__YOUR ASSIGNMENT__:
Write every line below out again, exactly as given, but leave out the pictures.

+ + + + +

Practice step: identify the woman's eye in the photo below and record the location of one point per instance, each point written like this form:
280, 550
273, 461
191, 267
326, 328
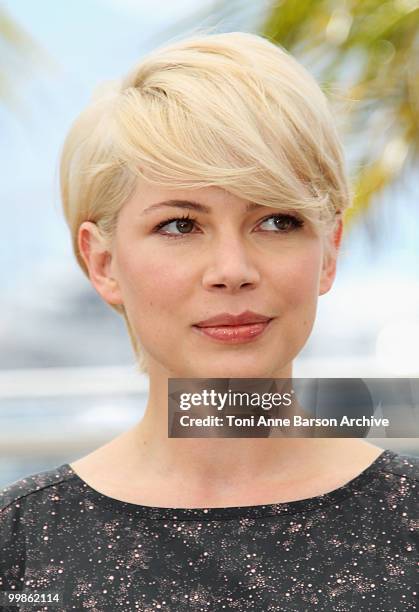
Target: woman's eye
279, 223
284, 222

+ + + + +

__RESPONSE__:
Practice step: identify the woman's eye in the photo below and record the location of one point per instance, each point written like this form:
280, 550
273, 461
191, 267
326, 328
Target: woman's eye
279, 223
284, 222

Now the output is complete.